(Continuação daqui)
XXXVII. Milagres
Na recente palestra que proferiu na Gulbenkian acerca da sua experiência à frente do combate à pandemia, o Almirante Gouveia e Melo disse, a certa altura, que uma das coisas que mais lamentava é que, daquilo que foi feito, nada tivesse ficado como lição para o futuro (cf. aqui, min. 18:35).
Trata-se da expressão de uma das principais características de um povo de tradição católica - a sua radical imprevidência. Esta é uma característica que distingue a elite católica do povo, sendo que, em democracia é o povo que está aos comandos, não a elite.
A cultura católica é uma cultura conservadora para a qual Deus está, para além das Escrituras, também na Tradição. Ora a Tradição invoca o passado, que é para onde o povo católico está constantemente voltado, ignorando o futuro. "O futuro a Deus pertence", diz o ditado popular e, por isso, não interessa pensar o futuro porque ele é radicalmente imprevisível, sendo determinado por Deus.
Buscar no passado lições para projectar e, de alguma forma, controlar o futuro é algo que está totalmente fora do radar cultural de um povo de tradição católica. Daí o desalento do Almirante Gouveia e Melo.

EXCERTOS DE DADOS:

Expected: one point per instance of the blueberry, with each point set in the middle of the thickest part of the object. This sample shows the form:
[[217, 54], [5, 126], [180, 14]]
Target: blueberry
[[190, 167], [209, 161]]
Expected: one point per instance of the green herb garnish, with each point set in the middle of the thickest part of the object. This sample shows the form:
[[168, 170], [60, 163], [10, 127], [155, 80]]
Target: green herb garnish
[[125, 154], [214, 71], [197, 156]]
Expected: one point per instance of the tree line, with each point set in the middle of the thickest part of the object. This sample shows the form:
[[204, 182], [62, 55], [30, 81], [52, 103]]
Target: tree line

TAREFAS:
a) Responda às perguntas seguintes com base no texto sobre a cultura católica.
(i) Em que instituição proferiu o Almirante Gouveia e Melo a palestra referida?
(ii) Segundo o texto, quem está aos comandos em democracia?
(iii) Que ditado popular é citado no texto?
b) Transcreva do texto sobre a cultura católica o trecho que começa em "(Continuação daqui)" e continua até "não a elite.".
c) Prossiga o texto sobre a cultura católica a partir da sua última frase.

RESPOSTAS AOS EXERCÍCIOS:
a)
(i) Na Gulbenkian.
(ii) O povo, não a elite.
(iii) "O futuro a Deus pertence".

b)
(Continuação daqui)
XXXVII. Milagres
Na recente palestra que proferiu na Gulbenkian acerca da sua experiência à frente do combate à pandemia, o Almirante Gouveia e Melo disse, a certa altura, que uma das coisas que mais lamentava é que, daquilo que foi feito, nada tivesse ficado como lição para o futuro (cf. aqui, min. 18:35).
Trata-se da expressão de uma das principais características de um povo de tradição católica - a sua radical imprevidência. Esta é uma característica que distingue a elite católica do povo, sendo que, em democracia é o povo que está aos comandos, não a elite.

c)
Mas o Almirante não está sozinho. Os economistas liberais têm fortes razões para partilhar o desalento do Almirante
Em 1973 Portugal fez capa no Financial Times que considerou o país um "milagre económico", uma designação que ficou para a história económica nacional no período 1950-73 (cf. aqui). Nesse mesmo ano iniciou-se um outro milagre económico no Chile (cf. aqui). Por essa altura, já muito se falava de um milagre económico em Espanha (cf. aqui). E, em 1968, tinha-se iniciado um outro milagre económico, desta vez no Brasil (cf. aqui).
Aquilo que unia todos estes milagres económicos é que ocorriam em países católicos, e não em países protestantes, talvez porque os protestantes, não acreditando nos Santos nem na Virgem, mas apenas em Cristo (o princípio protestante "Solo Christus") têm menos fazedores de milagres do que os católicos.
Mas havia uma segunda característica que era comum a todos estes milagres económicos. Eles ocorreram sob regimes militares ou de inspiração militar - Franco em Espanha, Pinochet no Chile, Costa e Silva no Brasil, Salazar em Portugal.
Salazar não era um militar mas chegou ao Governo (ministro das Finanças e depois primeiro-ministro) ainda sob a ditadura militar saída da revolução de 28 de Maio de 1926, aí se mantendo após a aprovação da Constituição de 1933.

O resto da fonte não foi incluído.